— start —

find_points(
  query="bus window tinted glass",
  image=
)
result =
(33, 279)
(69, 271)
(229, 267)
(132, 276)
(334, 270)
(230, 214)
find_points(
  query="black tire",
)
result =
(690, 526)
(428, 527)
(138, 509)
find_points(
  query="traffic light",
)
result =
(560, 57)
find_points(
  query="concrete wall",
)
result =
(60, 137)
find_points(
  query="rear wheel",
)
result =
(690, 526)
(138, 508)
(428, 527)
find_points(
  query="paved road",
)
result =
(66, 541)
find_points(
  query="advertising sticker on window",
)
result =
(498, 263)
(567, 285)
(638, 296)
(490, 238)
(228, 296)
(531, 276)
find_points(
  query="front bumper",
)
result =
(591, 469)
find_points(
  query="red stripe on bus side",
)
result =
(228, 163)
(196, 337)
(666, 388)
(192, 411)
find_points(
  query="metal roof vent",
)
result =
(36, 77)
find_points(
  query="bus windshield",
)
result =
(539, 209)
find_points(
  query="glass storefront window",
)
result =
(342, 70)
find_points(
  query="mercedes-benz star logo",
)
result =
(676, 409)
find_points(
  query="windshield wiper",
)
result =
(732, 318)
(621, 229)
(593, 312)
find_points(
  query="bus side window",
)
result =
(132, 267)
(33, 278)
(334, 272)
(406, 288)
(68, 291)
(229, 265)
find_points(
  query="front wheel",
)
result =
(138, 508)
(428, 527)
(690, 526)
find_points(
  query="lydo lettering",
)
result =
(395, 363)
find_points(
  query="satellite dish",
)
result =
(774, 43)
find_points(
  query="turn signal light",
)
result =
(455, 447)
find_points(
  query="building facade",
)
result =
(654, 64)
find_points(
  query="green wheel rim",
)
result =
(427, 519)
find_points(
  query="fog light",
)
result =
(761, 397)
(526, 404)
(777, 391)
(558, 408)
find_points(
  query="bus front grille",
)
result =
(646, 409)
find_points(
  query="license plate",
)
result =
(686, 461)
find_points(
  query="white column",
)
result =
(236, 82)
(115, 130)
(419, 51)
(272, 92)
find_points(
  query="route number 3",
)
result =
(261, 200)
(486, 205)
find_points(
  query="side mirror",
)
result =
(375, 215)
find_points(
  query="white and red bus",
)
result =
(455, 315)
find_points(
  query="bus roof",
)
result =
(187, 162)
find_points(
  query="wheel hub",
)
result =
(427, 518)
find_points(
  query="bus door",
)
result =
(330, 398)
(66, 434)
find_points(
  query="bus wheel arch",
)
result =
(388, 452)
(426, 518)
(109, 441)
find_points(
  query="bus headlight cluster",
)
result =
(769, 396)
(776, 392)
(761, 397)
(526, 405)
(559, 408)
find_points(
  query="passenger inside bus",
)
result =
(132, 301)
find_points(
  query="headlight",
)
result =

— end —

**Given problem:** Write out all the entries exactly.

**Reply to the task:**
find_points(
  query="bus window tinted glass",
  image=
)
result =
(33, 279)
(69, 271)
(229, 267)
(132, 276)
(334, 270)
(230, 214)
find_points(
  query="black tire",
)
result =
(690, 526)
(428, 527)
(138, 509)
find_points(
  query="traffic light",
)
result =
(560, 57)
find_points(
  query="concrete wall",
)
result =
(60, 137)
find_points(
  query="rear wheel",
)
result =
(690, 526)
(138, 508)
(428, 527)
find_points(
  query="paved road",
)
result =
(66, 541)
find_points(
  query="advertising sticker on window",
)
result =
(498, 263)
(567, 285)
(638, 296)
(490, 238)
(228, 296)
(531, 276)
find_points(
  query="front bumper",
)
result =
(591, 469)
find_points(
  query="red stripe on bus side",
)
result =
(228, 163)
(196, 337)
(666, 388)
(192, 411)
find_points(
  query="metal roof vent",
)
result =
(36, 77)
find_points(
  query="bus windshield",
)
result =
(539, 209)
find_points(
  query="glass storefront window",
)
result =
(342, 70)
find_points(
  query="mercedes-benz star logo",
)
result =
(676, 409)
find_points(
  query="windshield wiper",
)
result =
(732, 318)
(621, 229)
(593, 312)
find_points(
  query="bus side window",
)
result =
(132, 267)
(33, 278)
(334, 272)
(406, 288)
(68, 291)
(229, 265)
find_points(
  query="front wheel",
)
result =
(138, 508)
(428, 527)
(690, 526)
find_points(
  query="lydo lettering",
)
result =
(395, 363)
find_points(
  query="satellite dish",
)
result =
(774, 43)
find_points(
  query="turn signal light",
)
result =
(455, 447)
find_points(
  query="building facade",
)
result =
(654, 64)
find_points(
  query="green wheel rim",
)
result =
(427, 519)
find_points(
  query="fog light",
)
result =
(761, 397)
(526, 404)
(777, 391)
(558, 408)
find_points(
  query="bus front grille",
)
result =
(646, 409)
find_points(
  query="license plate",
)
result =
(686, 461)
find_points(
  query="white column",
)
result =
(236, 82)
(115, 130)
(419, 51)
(272, 92)
find_points(
  query="route number 3",
)
result =
(261, 200)
(486, 205)
find_points(
  query="side mirror",
)
result =
(375, 215)
find_points(
  query="white and red bus",
)
result =
(455, 315)
find_points(
  query="bus roof",
)
result =
(187, 162)
find_points(
  query="wheel hub",
)
result =
(427, 518)
find_points(
  query="bus door",
)
result =
(330, 398)
(66, 434)
find_points(
  query="bus wheel arch",
)
result =
(388, 452)
(426, 518)
(109, 441)
find_points(
  query="bus headlight cluster",
)
result =
(769, 396)
(776, 392)
(761, 397)
(526, 405)
(559, 408)
find_points(
  query="passenger inside bus",
)
result =
(132, 301)
find_points(
  query="headlight",
)
result =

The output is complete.